Exercise brief: Of the entries below, return only those lines from the line with "Please indicate the crown" to the line with "Please indicate the white vanity", exactly, both included.

---------- Entries provided ----------

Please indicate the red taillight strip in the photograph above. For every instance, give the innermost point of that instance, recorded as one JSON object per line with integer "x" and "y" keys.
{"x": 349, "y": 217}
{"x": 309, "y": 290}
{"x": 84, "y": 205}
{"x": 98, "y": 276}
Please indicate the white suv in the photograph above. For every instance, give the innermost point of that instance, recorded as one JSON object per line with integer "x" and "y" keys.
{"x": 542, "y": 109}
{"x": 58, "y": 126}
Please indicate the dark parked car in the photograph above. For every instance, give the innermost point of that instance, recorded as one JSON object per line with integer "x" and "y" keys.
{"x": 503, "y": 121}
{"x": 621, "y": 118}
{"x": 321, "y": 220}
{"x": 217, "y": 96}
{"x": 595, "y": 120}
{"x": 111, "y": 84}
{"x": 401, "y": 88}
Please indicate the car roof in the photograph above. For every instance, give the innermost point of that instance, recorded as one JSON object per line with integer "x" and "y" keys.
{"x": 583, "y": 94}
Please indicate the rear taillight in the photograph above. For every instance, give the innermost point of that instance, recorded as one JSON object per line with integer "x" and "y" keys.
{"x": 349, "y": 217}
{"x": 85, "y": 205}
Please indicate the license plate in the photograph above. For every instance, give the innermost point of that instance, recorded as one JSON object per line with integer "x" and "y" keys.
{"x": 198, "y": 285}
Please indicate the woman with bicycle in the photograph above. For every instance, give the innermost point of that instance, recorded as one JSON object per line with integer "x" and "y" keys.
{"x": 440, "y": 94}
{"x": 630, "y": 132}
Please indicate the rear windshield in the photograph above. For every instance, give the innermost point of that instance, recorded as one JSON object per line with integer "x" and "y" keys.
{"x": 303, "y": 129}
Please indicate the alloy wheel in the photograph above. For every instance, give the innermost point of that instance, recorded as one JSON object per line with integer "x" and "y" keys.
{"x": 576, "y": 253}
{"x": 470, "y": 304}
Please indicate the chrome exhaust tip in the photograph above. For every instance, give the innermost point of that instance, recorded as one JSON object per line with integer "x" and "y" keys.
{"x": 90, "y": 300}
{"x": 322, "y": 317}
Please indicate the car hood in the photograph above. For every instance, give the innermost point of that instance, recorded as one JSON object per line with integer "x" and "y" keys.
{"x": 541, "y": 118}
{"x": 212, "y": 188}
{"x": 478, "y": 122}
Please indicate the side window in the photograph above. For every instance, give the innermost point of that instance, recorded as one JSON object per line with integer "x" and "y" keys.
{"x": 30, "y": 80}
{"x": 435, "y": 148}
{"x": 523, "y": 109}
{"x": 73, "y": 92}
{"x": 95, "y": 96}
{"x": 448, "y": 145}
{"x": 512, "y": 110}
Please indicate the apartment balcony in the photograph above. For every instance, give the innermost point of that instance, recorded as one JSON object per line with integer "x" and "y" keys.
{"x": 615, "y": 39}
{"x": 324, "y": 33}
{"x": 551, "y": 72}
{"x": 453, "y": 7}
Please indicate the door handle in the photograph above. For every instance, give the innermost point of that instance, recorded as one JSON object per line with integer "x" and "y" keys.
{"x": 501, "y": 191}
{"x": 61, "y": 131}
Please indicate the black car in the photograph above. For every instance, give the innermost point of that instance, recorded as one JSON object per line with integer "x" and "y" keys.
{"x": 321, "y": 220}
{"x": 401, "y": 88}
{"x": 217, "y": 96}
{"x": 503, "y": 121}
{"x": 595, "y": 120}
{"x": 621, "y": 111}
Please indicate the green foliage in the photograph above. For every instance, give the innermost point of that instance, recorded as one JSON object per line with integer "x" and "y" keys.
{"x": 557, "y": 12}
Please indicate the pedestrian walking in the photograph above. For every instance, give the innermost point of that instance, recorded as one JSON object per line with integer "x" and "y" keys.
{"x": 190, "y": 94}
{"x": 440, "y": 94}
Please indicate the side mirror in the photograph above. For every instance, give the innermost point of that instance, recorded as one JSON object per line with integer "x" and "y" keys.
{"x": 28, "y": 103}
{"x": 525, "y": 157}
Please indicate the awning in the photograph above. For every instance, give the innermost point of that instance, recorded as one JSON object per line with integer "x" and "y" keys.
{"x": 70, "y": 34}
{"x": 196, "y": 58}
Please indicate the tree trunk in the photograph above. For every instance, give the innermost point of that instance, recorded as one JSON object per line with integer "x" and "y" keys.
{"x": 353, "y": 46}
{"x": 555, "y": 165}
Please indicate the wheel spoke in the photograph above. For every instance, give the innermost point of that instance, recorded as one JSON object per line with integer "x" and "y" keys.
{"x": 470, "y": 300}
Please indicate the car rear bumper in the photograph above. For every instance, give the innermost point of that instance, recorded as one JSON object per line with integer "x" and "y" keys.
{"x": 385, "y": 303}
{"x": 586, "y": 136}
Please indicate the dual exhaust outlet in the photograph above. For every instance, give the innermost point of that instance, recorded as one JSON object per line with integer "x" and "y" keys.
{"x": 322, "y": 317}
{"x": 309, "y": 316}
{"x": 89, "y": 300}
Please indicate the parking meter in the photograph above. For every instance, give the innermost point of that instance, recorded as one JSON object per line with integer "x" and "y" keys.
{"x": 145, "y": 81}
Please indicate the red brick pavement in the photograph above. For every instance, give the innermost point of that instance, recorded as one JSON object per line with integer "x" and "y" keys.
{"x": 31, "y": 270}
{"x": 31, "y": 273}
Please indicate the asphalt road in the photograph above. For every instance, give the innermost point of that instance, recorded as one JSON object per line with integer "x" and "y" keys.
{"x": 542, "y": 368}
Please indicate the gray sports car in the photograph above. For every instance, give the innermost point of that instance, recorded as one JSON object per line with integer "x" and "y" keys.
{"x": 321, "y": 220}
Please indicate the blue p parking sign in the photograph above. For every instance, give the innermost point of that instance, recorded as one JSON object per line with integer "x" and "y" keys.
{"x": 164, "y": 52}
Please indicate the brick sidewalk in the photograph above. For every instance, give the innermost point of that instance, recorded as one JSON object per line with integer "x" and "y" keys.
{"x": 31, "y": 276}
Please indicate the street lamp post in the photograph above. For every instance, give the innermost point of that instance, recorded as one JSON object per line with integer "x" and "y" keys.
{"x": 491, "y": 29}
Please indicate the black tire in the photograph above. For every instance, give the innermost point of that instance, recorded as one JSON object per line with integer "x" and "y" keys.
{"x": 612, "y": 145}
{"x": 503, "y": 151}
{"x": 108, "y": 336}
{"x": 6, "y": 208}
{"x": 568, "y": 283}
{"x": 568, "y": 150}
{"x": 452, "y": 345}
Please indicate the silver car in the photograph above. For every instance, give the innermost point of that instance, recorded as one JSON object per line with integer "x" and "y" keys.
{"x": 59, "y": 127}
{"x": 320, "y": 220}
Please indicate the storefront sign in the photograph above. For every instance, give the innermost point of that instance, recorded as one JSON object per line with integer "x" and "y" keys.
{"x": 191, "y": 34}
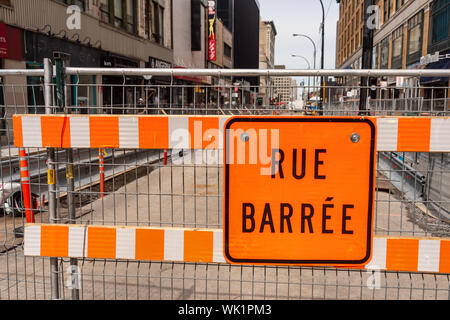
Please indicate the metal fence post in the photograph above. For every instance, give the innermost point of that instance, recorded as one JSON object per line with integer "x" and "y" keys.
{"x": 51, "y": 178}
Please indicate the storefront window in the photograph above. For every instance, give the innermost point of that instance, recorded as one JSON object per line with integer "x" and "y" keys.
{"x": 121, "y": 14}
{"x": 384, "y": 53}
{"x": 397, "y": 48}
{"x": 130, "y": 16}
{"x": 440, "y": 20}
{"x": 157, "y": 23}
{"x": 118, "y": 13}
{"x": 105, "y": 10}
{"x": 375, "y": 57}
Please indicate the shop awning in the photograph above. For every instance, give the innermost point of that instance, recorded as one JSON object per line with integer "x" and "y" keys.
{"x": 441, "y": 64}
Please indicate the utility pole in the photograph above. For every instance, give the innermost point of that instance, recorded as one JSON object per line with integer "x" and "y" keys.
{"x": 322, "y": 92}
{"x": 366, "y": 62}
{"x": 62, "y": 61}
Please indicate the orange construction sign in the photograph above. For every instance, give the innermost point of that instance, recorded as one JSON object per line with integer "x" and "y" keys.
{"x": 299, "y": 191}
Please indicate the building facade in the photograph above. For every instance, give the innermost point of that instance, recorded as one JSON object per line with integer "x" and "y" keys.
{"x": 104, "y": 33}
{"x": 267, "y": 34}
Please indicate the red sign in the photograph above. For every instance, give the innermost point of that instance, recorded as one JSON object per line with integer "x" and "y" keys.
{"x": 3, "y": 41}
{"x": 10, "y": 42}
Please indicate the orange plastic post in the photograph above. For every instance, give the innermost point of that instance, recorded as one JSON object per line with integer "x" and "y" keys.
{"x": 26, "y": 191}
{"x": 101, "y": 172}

----------
---------- Entries provided ----------

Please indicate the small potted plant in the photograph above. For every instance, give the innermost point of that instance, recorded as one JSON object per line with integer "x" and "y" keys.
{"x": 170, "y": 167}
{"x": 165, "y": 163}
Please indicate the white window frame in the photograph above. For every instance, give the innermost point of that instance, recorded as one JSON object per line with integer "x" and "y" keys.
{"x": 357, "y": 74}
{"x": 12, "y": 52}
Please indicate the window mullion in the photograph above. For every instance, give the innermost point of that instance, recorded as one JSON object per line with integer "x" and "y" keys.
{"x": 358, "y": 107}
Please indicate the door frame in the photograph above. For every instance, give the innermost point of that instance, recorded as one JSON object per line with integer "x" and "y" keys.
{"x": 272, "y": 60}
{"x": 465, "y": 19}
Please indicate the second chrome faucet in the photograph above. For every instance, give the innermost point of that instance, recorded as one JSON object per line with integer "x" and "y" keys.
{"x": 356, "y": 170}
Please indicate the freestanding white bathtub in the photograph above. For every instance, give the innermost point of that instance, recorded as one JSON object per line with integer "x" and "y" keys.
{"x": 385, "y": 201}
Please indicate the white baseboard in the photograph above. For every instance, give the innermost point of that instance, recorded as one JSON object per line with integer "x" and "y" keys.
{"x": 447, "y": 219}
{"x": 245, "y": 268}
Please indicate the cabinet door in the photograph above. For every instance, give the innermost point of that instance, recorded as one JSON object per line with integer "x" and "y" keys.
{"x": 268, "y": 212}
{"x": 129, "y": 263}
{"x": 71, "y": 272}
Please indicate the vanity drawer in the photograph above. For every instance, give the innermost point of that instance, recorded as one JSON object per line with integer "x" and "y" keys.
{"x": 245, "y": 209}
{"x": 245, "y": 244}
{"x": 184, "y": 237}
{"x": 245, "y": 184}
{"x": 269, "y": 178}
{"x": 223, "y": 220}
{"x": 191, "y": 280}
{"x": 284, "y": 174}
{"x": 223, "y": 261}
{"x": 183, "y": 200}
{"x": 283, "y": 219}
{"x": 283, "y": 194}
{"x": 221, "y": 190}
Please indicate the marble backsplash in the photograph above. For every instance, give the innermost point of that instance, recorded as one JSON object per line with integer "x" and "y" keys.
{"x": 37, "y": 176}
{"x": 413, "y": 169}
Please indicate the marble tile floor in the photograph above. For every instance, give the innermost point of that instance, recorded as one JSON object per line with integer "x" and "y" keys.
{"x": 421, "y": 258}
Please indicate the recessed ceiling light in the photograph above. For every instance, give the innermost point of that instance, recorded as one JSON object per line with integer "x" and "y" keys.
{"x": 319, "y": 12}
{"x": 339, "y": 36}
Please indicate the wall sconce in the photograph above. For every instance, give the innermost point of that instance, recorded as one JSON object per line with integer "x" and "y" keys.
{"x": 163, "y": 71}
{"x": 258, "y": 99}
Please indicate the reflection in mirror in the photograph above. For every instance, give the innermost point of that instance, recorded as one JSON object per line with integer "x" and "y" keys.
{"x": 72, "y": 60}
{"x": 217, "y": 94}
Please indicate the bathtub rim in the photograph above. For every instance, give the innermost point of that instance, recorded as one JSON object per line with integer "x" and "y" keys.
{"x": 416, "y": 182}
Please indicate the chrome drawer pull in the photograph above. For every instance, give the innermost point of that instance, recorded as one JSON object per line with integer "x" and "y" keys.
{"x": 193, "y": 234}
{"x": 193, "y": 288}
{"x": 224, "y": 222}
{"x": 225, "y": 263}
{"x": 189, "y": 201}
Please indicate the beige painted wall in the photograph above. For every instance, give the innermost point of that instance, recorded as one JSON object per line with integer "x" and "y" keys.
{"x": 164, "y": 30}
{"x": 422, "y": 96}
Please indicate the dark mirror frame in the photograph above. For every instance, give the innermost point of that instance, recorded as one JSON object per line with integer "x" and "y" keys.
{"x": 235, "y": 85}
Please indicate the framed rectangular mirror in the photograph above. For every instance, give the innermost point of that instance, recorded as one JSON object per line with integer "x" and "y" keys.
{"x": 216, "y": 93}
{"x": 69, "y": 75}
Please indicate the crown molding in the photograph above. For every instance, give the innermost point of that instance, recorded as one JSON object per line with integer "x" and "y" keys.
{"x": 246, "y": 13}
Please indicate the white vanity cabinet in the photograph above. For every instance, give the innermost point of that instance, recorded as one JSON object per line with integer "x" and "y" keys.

----------

Written solution:
Please indicate the crown molding in the photograph above. For every instance, give the innermost point of that instance, recorded as one JSON object per line with integer "x" and "y" keys.
{"x": 246, "y": 13}
Please indicate the white vanity cabinet in the photograph above. For every instance, give the innermost point of that instance, recorded as one JSON object per line with integer "x" and "y" keys.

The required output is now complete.